__Task objective__
Copy out all of the data exactly as it appears.

__Saved entries__
--- START ---

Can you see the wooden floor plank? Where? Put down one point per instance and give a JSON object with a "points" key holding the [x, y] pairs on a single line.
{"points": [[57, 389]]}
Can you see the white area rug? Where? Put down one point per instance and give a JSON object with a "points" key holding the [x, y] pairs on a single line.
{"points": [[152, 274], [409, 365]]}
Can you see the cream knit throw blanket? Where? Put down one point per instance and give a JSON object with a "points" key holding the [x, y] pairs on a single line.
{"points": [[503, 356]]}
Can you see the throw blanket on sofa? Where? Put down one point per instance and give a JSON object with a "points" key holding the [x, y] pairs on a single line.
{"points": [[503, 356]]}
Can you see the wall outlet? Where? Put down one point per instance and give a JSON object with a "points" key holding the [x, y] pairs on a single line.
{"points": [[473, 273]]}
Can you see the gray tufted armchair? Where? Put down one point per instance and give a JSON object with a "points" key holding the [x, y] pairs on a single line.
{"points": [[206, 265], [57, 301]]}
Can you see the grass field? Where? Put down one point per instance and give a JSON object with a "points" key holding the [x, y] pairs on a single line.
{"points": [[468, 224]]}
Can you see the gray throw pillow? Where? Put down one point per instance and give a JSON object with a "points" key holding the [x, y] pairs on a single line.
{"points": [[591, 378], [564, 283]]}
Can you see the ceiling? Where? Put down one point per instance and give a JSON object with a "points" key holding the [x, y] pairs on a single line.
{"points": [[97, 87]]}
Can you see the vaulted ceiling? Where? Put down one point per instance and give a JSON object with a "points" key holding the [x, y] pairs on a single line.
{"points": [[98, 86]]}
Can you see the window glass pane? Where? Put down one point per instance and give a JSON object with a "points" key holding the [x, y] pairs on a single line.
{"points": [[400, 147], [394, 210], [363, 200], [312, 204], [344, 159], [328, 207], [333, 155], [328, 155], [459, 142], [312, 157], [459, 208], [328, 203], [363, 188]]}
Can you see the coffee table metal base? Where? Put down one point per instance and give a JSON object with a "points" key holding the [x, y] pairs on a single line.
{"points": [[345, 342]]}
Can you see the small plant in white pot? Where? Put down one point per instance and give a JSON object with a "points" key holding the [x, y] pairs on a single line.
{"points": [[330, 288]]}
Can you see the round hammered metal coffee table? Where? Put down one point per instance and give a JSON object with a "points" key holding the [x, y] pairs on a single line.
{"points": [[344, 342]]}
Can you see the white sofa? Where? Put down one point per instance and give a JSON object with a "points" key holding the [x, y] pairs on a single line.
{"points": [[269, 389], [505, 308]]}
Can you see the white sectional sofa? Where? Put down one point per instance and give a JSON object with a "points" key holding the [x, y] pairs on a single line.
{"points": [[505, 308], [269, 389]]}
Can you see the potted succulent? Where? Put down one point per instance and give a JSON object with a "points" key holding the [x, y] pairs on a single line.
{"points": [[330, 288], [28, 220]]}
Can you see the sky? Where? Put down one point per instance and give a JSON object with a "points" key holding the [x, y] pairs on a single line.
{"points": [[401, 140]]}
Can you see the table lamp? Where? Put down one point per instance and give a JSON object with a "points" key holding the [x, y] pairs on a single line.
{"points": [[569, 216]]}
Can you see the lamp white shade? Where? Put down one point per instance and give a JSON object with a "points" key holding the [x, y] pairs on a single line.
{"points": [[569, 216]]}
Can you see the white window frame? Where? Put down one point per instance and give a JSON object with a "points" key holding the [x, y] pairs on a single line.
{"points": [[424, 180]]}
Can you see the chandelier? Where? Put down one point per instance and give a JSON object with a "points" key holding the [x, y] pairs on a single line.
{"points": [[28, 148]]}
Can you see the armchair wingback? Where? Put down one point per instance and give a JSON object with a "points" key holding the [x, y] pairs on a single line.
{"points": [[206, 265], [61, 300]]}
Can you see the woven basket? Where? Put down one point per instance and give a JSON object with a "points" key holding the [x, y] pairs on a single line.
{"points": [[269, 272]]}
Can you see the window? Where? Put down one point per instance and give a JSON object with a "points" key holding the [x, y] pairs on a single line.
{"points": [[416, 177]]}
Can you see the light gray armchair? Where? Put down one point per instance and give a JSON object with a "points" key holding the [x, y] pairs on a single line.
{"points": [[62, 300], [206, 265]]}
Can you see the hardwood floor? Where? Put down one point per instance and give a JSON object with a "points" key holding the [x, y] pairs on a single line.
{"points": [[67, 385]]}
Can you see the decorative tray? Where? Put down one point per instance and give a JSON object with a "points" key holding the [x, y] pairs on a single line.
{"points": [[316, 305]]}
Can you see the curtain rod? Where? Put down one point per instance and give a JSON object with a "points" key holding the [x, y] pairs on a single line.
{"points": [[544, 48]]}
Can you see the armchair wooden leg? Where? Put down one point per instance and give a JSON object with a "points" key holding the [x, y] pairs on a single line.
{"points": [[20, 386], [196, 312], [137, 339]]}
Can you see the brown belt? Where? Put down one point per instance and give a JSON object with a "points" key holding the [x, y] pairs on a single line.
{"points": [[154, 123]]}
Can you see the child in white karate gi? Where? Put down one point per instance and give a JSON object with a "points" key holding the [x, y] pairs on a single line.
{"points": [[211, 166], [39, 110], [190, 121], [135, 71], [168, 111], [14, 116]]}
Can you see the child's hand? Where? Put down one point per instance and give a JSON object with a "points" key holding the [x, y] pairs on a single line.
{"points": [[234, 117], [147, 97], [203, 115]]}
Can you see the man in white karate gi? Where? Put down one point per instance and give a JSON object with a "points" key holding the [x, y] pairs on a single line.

--- END ---

__Response__
Can you see the wooden floor plank? Where? Put down one point per instance and give a JSON object with a "points" key holding the [x, y] pairs on a single line.
{"points": [[57, 389]]}
Can you see the white area rug? Where? Put down one point per instance and give a JSON object with a "points" key holding the [x, y] pairs on a single line.
{"points": [[152, 274], [409, 365]]}
Can you see the cream knit throw blanket? Where? Put down one point per instance and give a JSON object with a "points" key holding the [x, y] pairs on a single line.
{"points": [[503, 356]]}
Can you see the throw blanket on sofa? Where? Put down one point per instance and give a JSON object with a "points" key holding the [x, y] pairs on a single line.
{"points": [[503, 356]]}
Can you see the wall outlet? Where? Put down one point per instance and give a JSON object with a "points" key holding the [x, y] pairs on a single line.
{"points": [[473, 273]]}
Can you see the gray tufted armchair? Where? Put down one point per instance and give a JSON object with a "points" key holding the [x, y] pairs on a single line.
{"points": [[206, 265], [57, 301]]}
Can you see the grass field? Where? Put down one point per instance and give a JSON object with a "points" key holding the [x, y] pairs on a single line.
{"points": [[468, 224]]}
Can you see the gray throw pillow? Where? Put down one point per instance and give a JSON object with a "points" key holding the [x, y] pairs on a single line.
{"points": [[591, 378], [564, 283]]}
Can you see the ceiling? Where? Put down one point per instance and give a JSON object with a "points" key holding the [x, y] pairs on a single line.
{"points": [[97, 87]]}
Can you see the vaulted ceiling? Where? Put down one point per instance and give a JSON object with a "points" key holding the [x, y] pairs on a single line.
{"points": [[98, 86]]}
Can you see the window glass pane? Where? Put down one point per instance and give a JSON object with a "points" key holding the [x, y] pairs on a single line.
{"points": [[400, 147], [394, 210], [363, 200], [312, 204], [344, 159], [328, 207], [333, 155], [328, 155], [459, 142], [312, 157], [459, 208], [328, 203], [363, 188]]}
Can you see the coffee table metal base? Where? Put down one point per instance and give a JSON object with a "points" key holding the [x, y] pairs on a single line.
{"points": [[345, 342]]}
Can you see the small plant in white pot? Where? Put down one point per instance and give a JSON object with a "points" key holding the [x, y] pairs on a single line.
{"points": [[330, 288]]}
Can you see the round hammered metal coffee table? Where? Put down one point per instance and give a JSON object with a "points" key holding the [x, y] pairs on a single line.
{"points": [[344, 342]]}
Can you see the white sofa? Where? Put down one point per instance and give a JSON object with a "points" key holding the [x, y] pairs on a single line.
{"points": [[269, 389], [505, 308]]}
Can you see the white sectional sofa? Where? Put down one point per instance and give a JSON object with a "points" key holding the [x, y] pairs on a single line.
{"points": [[505, 308], [269, 389]]}
Can you see the potted succulent? Where? Put down one point per instance and give a JSON object with a "points" key holding the [x, y] pairs on a single line.
{"points": [[330, 288], [28, 220]]}
Can you see the sky? Where? Put down one point per instance and give a JSON object with a "points" key holding the [x, y] pairs on a single line.
{"points": [[401, 140]]}
Can you see the table lamp? Where? Put down one point per instance and give a JSON object with a "points" key holding the [x, y] pairs on a single line.
{"points": [[569, 216]]}
Can you see the lamp white shade? Where? Put down one point per instance and give a JSON object with a "points" key holding the [x, y] pairs on a single line.
{"points": [[569, 216]]}
Can you see the white window frame? Where? Put down one point per instance and give a JSON object with a "points" key holding the [x, y] pairs on a single line.
{"points": [[424, 180]]}
Can you see the chandelier? Where? Put down one point per instance and give a JSON object with a "points" key holding the [x, y] pairs on a single line.
{"points": [[28, 148]]}
Can you see the armchair wingback? Where? Put down one point per instance and give a JSON object with a "points" key holding the [x, y] pairs on a single line.
{"points": [[206, 265], [61, 300]]}
Can you see the woven basket? Where? Put down one point per instance and give a JSON object with a "points" key holding the [x, y] pairs on a single line.
{"points": [[269, 272]]}
Can you see the window? Where? Put down one point per instance and give a JSON object with a "points" key holding the [x, y] pairs on a single line.
{"points": [[416, 177]]}
Can you see the light gray armchair? Where? Put down one point per instance and give a JSON object with a "points" key holding the [x, y] pairs on a single line.
{"points": [[62, 300], [206, 265]]}
Can you see the hardwood floor? Where? Put down one point per instance and give a JSON object with a "points" key holding the [x, y] pairs on a single line.
{"points": [[67, 385]]}
Can you see the decorative tray? Where? Put down one point per instance and give a JSON object with a "points" key holding the [x, y] pairs on a single line.
{"points": [[316, 305]]}
Can you see the curtain rod? Where? Put down one point per instance and give a JSON object with a "points" key holding the [x, y] pairs on a single line.
{"points": [[544, 48]]}
Can you see the armchair wooden leg? Where? Put down one point per instance and give a JSON object with a "points" key holding the [x, y] pairs on a single line.
{"points": [[20, 386], [196, 312], [137, 339]]}
Can you see the brown belt? Where? Put down one point per instance and give a JSON object with a "points" key holding the [x, y] pairs on a single line.
{"points": [[154, 123]]}
Can you see the child in white karate gi? Where? Put down one point per instance and give a JSON object with a "points" key holding the [x, y] pairs on a single line.
{"points": [[211, 166], [39, 110], [190, 121], [135, 71], [168, 111], [14, 116]]}
Can you see the child's hand? Where? Put down one point per instance and give a JSON object with a "points" key holding the [x, y] pairs on a single line.
{"points": [[234, 117], [147, 97], [203, 115]]}
Can you see the man in white karate gi? Where? Put down one point per instance and give a JSON object with a "points" key holding the [x, y] pairs on a single line.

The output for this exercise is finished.